(Entries from a point annotation set)
_ _ _ _

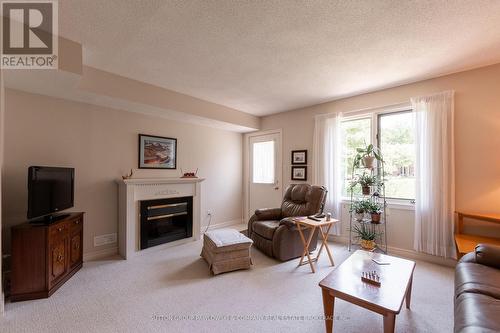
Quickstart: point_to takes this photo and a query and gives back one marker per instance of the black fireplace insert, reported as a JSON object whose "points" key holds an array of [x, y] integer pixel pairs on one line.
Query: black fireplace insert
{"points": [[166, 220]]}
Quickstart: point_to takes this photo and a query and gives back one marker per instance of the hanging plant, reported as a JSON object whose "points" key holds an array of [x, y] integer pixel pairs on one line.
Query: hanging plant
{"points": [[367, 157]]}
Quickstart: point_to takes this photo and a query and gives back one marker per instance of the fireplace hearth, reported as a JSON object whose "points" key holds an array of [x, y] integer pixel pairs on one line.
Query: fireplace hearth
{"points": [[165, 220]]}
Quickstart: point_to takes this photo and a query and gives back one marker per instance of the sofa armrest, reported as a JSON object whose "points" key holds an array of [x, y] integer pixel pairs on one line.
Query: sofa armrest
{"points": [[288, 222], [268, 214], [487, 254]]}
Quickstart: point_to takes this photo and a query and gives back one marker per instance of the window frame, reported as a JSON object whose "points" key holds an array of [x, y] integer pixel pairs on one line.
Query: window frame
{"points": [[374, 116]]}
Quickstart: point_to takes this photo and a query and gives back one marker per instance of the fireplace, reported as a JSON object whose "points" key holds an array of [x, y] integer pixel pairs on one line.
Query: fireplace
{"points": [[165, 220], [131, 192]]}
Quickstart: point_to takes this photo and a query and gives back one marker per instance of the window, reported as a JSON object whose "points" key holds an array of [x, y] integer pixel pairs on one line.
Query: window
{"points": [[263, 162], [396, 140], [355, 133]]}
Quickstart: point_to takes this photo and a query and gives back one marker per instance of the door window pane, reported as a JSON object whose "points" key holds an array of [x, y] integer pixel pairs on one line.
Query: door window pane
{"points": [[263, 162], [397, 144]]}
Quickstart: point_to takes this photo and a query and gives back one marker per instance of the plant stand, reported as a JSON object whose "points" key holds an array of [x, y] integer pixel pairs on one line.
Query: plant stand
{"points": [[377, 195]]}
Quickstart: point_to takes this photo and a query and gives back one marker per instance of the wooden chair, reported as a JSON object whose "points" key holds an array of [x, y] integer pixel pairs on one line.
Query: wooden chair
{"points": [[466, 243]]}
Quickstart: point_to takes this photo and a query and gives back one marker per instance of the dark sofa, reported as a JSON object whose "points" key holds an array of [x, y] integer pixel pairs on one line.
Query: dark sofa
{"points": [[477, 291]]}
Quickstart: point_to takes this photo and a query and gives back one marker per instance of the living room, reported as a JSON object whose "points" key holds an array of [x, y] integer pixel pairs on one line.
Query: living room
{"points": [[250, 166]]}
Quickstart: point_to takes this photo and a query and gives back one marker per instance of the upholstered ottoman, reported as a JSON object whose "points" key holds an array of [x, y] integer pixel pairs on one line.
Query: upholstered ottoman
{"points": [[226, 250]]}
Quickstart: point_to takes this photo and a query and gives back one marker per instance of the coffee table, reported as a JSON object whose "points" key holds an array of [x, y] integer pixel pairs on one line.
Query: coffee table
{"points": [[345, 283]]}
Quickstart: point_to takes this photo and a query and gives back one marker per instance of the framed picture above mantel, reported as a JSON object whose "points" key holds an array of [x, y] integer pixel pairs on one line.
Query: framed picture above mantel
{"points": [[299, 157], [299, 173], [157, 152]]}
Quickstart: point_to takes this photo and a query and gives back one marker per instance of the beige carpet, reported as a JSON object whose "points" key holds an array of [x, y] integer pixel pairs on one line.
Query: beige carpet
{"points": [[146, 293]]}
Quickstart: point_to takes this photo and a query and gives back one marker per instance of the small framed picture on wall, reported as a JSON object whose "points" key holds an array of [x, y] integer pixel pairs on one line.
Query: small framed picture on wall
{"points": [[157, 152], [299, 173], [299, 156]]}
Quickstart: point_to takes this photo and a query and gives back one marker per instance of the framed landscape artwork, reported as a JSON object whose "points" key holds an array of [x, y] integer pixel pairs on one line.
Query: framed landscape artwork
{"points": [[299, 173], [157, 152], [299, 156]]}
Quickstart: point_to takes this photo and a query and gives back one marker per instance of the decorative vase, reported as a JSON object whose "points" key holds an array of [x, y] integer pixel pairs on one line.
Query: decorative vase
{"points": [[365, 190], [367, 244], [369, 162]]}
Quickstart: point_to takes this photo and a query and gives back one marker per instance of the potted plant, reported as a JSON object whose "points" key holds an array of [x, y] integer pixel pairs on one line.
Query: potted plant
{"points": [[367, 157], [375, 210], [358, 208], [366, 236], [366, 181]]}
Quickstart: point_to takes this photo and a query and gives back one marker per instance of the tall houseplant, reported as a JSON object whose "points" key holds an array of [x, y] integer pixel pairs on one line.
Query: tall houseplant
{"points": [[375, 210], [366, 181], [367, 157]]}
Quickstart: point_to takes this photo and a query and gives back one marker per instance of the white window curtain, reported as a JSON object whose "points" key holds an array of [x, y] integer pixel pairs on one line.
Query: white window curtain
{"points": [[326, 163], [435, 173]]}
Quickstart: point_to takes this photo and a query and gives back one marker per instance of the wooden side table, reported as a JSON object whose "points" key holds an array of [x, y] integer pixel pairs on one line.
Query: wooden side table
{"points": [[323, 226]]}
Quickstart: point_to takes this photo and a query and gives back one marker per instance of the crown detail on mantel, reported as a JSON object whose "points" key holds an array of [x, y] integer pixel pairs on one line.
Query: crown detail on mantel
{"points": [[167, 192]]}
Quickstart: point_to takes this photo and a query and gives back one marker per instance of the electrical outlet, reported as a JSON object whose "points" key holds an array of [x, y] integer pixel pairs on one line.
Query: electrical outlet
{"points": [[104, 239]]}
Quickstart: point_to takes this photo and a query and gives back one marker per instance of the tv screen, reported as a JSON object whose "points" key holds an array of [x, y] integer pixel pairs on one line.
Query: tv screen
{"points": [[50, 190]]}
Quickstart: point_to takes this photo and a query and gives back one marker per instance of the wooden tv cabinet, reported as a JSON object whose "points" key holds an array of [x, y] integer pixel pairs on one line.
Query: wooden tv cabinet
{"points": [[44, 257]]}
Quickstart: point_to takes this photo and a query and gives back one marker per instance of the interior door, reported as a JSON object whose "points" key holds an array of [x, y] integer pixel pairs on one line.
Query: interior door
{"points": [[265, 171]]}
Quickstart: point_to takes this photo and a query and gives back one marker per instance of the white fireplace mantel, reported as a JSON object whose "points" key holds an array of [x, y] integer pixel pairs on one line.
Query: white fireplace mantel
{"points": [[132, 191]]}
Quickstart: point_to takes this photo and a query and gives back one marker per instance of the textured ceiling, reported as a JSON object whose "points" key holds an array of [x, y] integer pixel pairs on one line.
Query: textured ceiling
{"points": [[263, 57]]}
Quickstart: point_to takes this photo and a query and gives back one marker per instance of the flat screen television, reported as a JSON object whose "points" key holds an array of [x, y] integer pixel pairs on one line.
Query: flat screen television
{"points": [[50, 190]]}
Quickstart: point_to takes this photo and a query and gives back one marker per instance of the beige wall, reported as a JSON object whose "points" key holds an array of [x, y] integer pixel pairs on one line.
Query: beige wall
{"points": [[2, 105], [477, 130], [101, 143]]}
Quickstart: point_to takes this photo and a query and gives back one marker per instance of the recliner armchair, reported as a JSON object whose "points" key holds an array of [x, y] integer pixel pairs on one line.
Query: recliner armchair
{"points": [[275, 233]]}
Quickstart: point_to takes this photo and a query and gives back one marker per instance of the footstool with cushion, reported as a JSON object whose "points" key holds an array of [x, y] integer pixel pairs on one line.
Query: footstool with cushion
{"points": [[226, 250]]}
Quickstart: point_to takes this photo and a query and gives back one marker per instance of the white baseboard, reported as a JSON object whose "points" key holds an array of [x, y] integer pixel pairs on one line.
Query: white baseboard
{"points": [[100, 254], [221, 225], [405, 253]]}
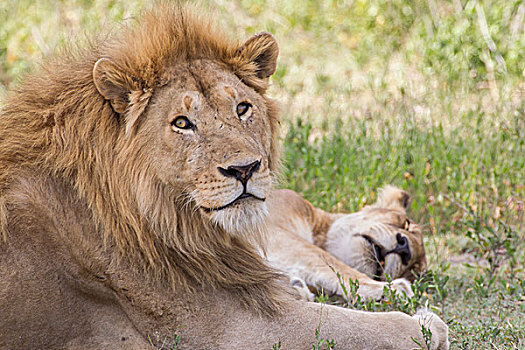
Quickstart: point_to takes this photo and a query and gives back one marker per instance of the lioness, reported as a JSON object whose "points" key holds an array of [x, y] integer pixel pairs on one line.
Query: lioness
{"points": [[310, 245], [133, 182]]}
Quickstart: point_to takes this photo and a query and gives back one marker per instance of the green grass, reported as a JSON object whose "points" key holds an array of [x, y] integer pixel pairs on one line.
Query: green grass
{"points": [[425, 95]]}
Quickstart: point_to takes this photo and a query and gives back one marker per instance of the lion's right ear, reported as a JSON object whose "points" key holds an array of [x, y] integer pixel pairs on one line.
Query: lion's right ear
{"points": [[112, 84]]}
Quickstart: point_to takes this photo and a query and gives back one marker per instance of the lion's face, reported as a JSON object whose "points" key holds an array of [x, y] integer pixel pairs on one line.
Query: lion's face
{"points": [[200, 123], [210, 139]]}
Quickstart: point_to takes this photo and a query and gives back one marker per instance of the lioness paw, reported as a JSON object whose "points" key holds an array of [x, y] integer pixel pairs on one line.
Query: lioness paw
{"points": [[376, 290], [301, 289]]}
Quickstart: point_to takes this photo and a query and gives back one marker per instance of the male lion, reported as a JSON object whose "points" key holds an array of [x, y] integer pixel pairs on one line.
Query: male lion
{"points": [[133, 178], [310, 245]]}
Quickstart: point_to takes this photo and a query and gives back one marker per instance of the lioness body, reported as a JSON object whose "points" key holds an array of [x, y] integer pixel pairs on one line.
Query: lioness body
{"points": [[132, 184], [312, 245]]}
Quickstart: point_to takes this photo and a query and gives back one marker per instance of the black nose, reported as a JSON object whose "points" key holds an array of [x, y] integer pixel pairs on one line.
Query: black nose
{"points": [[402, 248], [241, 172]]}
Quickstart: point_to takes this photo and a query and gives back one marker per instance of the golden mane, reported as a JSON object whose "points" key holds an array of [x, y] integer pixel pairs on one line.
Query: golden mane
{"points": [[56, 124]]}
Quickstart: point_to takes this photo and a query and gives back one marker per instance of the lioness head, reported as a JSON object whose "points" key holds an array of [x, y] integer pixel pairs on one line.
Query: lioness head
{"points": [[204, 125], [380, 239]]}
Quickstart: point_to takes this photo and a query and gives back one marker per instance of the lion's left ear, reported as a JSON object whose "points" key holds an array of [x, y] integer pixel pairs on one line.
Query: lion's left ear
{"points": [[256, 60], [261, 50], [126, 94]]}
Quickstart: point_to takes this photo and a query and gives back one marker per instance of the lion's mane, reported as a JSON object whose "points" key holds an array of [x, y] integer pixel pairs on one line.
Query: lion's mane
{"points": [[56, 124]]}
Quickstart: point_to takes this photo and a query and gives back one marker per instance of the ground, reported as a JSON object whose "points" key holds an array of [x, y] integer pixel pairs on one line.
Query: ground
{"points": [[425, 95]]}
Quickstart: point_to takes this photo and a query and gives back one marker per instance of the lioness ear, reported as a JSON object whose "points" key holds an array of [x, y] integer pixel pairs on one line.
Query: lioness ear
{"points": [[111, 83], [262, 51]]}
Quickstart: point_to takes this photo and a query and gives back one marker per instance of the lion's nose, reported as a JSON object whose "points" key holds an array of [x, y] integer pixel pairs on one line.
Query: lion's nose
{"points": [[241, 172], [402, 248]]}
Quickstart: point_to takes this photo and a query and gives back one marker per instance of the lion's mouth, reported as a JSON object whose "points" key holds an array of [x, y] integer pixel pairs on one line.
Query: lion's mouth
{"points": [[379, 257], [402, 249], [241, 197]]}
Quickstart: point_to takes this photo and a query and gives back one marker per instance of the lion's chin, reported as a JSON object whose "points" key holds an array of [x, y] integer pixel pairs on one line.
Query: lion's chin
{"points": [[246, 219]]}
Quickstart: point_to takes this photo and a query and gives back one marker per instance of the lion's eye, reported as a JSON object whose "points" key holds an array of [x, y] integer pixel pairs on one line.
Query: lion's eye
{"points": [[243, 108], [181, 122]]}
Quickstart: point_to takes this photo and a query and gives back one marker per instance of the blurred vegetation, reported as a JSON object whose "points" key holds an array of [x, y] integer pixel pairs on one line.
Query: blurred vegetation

_ _ _ _

■ **Work to complete**
Would you quote, exactly and only, the lines from the one containing "lion's chin, reported" to the end of the entries?

■ **Output**
Quickstart: point_to takes this photo and a query and gives back one marker per instance of the lion's chin, reported as a JSON object whose "points" key holds an array of [x, y] integer pixel pairs on one line.
Query: lion's chin
{"points": [[246, 219]]}
Quickstart: point_to takes this photo and a query and gives back one marker per instance of the lion's eye, reported as a JSON object whose "points" key holds an array of [x, y] integer pixel pairs on one line.
Query: lion's eye
{"points": [[243, 108], [181, 122]]}
Quickstart: point_to takes this photo and a query and gives back one marker per instance of the blurred vegetation, reported as a JSON object whose "points" key holds an array of [x, y] integer pixel pairs on one line.
Query: blurred vegetation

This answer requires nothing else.